» **BRIEF**
Pictures stay out of your copy, but everything else in the records below must be repeated exactly.

» **AVAILABLE DATA**
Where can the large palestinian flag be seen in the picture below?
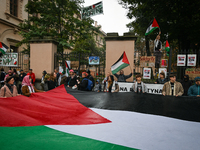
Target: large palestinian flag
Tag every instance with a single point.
(57, 120)
(121, 63)
(153, 25)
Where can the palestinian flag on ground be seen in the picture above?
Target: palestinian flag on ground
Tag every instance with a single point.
(3, 48)
(67, 67)
(121, 63)
(153, 25)
(56, 120)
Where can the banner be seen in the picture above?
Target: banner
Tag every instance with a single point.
(92, 10)
(181, 60)
(94, 60)
(151, 88)
(147, 73)
(191, 60)
(147, 61)
(9, 59)
(163, 70)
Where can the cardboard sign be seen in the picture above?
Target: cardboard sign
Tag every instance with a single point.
(147, 73)
(9, 59)
(181, 59)
(147, 61)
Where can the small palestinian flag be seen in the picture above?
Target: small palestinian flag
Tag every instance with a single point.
(153, 25)
(3, 48)
(167, 48)
(121, 63)
(67, 68)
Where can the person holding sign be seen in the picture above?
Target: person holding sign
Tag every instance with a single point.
(173, 87)
(139, 86)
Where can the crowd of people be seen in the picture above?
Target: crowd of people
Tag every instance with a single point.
(16, 83)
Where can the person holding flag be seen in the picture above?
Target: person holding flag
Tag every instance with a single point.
(121, 63)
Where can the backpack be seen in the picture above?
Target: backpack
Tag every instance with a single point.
(90, 84)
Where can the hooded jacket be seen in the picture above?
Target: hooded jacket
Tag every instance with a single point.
(195, 89)
(186, 85)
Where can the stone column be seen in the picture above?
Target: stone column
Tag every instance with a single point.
(115, 46)
(42, 55)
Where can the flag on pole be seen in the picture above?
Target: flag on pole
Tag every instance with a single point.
(67, 64)
(3, 48)
(167, 48)
(121, 63)
(153, 25)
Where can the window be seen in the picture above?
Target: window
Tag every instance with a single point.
(14, 49)
(13, 7)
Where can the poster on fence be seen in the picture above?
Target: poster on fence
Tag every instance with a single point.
(147, 73)
(151, 88)
(163, 70)
(191, 60)
(181, 59)
(9, 59)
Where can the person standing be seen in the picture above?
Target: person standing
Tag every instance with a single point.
(186, 83)
(30, 73)
(3, 74)
(157, 50)
(139, 87)
(173, 87)
(162, 79)
(195, 89)
(28, 87)
(9, 89)
(21, 77)
(121, 77)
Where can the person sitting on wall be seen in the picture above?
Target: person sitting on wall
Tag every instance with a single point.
(139, 87)
(162, 79)
(71, 80)
(194, 90)
(173, 87)
(97, 87)
(9, 89)
(28, 87)
(121, 77)
(85, 84)
(186, 83)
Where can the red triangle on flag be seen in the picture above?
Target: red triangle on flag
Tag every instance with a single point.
(125, 59)
(167, 43)
(155, 24)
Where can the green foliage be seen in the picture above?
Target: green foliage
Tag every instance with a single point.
(179, 19)
(56, 18)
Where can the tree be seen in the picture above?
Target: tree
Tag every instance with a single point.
(179, 19)
(58, 19)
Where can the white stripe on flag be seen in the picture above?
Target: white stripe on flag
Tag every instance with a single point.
(142, 131)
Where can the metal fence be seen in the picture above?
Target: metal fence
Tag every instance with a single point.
(179, 71)
(79, 62)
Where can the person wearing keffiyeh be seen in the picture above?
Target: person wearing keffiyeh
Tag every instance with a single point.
(28, 87)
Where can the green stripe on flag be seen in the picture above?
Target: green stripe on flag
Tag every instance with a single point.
(44, 138)
(120, 68)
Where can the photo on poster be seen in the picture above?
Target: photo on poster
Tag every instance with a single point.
(147, 73)
(191, 61)
(181, 59)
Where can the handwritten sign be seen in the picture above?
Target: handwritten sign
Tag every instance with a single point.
(92, 10)
(9, 59)
(147, 61)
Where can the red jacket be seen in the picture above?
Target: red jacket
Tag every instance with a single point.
(32, 76)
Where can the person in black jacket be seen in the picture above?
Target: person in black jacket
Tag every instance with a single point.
(90, 77)
(186, 83)
(121, 77)
(51, 82)
(21, 77)
(84, 83)
(162, 79)
(72, 80)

» **RIGHT ANSWER**
Where can the large palestinian flag be seen in the picture below?
Target: large palestinian flag
Tag every instance with a single point.
(57, 120)
(121, 63)
(153, 25)
Where can the palestinian flag on ground be seen in the picture above?
Target: palestinian flag on ground
Tag every instance with a single point.
(3, 48)
(67, 67)
(121, 63)
(153, 25)
(56, 120)
Where can the banner be seen in the picture above?
Target: banner
Tag every instance with a single point.
(92, 10)
(181, 60)
(94, 60)
(151, 88)
(147, 73)
(191, 60)
(147, 61)
(9, 59)
(163, 70)
Where can the cardboard sign be seen in the picture above?
Target: cardboard sign
Tag every instance with a single point.
(147, 73)
(9, 59)
(181, 59)
(147, 61)
Where can the small palestinian flag be seen in the picture above?
Target: small palestinian flag
Tag every instance with a single point.
(153, 25)
(3, 48)
(167, 48)
(121, 63)
(67, 68)
Where can the person holding sign be seen in the picture above?
Target: person holding sign
Tag every instance with a single point.
(173, 87)
(139, 86)
Where can the crowd of people be seen in the picture above?
Target: crowd of people
Tag every instance with a single point.
(16, 83)
Where can the person holding flag be seen in the picture above?
Target: person holding flag
Tag every instance with a single point.
(121, 63)
Where can the backpack be seen in the picture above?
Target: backpack
Tag every instance with a single point.
(90, 84)
Where can the hooded jacket be seen in the picture above?
Target: hooded jacket
Tag every instance with a single point.
(195, 89)
(186, 85)
Where can the stone column be seen in the picture above?
Target: stone column
Tag every instance with a single point.
(115, 46)
(42, 55)
Where can the flag on pole be seen in the picture above?
Target: flag on pole
Tag every instance with a single point.
(67, 64)
(3, 48)
(167, 48)
(121, 63)
(153, 25)
Where can the window be seen in the picture above?
Target: window
Tag every instance with a single point.
(14, 49)
(13, 7)
Where can the poster on fence be seen in the picture above?
Target: poster on fence
Tag every instance with a single point.
(147, 73)
(151, 88)
(163, 70)
(191, 60)
(181, 59)
(9, 59)
Where can the person standing be seen in the picture above?
Target: person standing
Tag every instance with a single point.
(186, 83)
(30, 73)
(3, 74)
(157, 50)
(139, 87)
(173, 87)
(162, 79)
(195, 89)
(28, 87)
(9, 89)
(21, 77)
(121, 77)
Where can the person sitting on wall be seen in the picture above?
Target: person sitting on wall
Tag every instance with a single point.
(139, 87)
(162, 79)
(71, 80)
(194, 90)
(173, 87)
(97, 87)
(9, 89)
(28, 87)
(121, 77)
(85, 84)
(186, 83)
Where can the red triangle on flag be seen in the picture above?
Target: red triangle on flag
Tag every instance with a single point.
(125, 59)
(167, 43)
(155, 24)
Where can the green foliage be seen in the picture above?
Target: green foliage
Tag every instance with a single point.
(179, 19)
(56, 18)
Where can the tree be seen in the picture above?
Target: tree
Tag every instance with a single point.
(179, 19)
(58, 19)
Where can the white stripe on flag be seen in the picture above?
Target: white stripe on flag
Tag every instance with a single point.
(142, 131)
Where can the metal fence be seen in the picture above?
Target: metal fence
Tag every instance with a single point.
(179, 71)
(79, 62)
Where can the person wearing keffiyeh be seen in the picture above?
Target: person wearing keffiyeh
Tag every instance with a single point.
(28, 87)
Where can the green stripe on flag be seen in the picture above?
Target: green stripe on flag
Tag every instance with a single point.
(44, 138)
(120, 68)
Where can the photo on poster be seen in the picture above?
Target: photo on poster
Tag every instance with a single point.
(147, 73)
(191, 61)
(181, 59)
Where can the handwritten sign be seen in the picture above?
Target: handwritten sign
Tag every instance with a single point.
(92, 10)
(9, 59)
(147, 61)
Where can the red jacket be seen in the picture above?
Target: red jacket
Tag every instance with a single point.
(32, 76)
Where can the person in black jacket be seen in the picture above?
Target: person in black jacket
Tag every instance with a single point.
(90, 77)
(186, 83)
(121, 77)
(51, 82)
(21, 77)
(84, 83)
(162, 79)
(72, 80)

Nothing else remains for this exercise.